**ASSIGNMENT:** Pictures should not appear in the copy; the records themselves must be written out exactly.

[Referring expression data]
____________________
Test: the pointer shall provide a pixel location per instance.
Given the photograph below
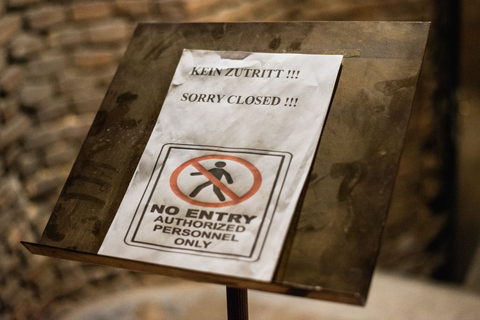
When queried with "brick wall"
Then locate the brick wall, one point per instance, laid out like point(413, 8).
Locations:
point(56, 61)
____________________
**EXERCISE ANSWER:**
Test: the pointer shall provide a pixel location per instance.
Given the photograph below
When queried with "brick wall"
Then locate the brick wall, one point per instance, laid out like point(413, 8).
Locations:
point(56, 61)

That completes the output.